DIRECTION
Reproduce the entries word for word from their beginning through the line containing "M157 192L160 190L159", and leave out the pictures.

RECORDS TO USE
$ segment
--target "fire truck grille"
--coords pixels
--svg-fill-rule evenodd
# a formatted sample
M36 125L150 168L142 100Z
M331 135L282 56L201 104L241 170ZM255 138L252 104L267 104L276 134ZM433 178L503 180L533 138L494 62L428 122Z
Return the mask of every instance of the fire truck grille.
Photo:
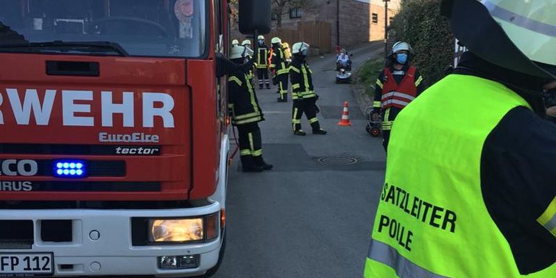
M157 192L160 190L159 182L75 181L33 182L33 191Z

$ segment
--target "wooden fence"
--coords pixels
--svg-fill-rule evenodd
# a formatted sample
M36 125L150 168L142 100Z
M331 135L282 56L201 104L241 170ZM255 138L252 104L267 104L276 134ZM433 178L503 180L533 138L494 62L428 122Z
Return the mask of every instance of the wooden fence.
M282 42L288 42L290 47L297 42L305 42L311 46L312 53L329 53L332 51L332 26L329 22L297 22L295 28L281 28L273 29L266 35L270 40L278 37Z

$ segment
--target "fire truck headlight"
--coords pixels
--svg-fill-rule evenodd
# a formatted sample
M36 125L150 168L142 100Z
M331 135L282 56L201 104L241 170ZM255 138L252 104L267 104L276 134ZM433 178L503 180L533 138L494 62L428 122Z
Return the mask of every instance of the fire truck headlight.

SOLVED PROBLEM
$ segment
--target "fire truck grille"
--coords pixels
--svg-fill-rule evenodd
# a formatted sample
M36 125L150 168L142 100Z
M331 135L282 56L201 104L241 170ZM255 138L252 104L267 104L276 134ZM433 178L503 180L533 138L494 62L428 122Z
Return the mask of every instance of the fire truck grille.
Photo:
M157 192L160 190L159 182L75 181L33 182L33 191Z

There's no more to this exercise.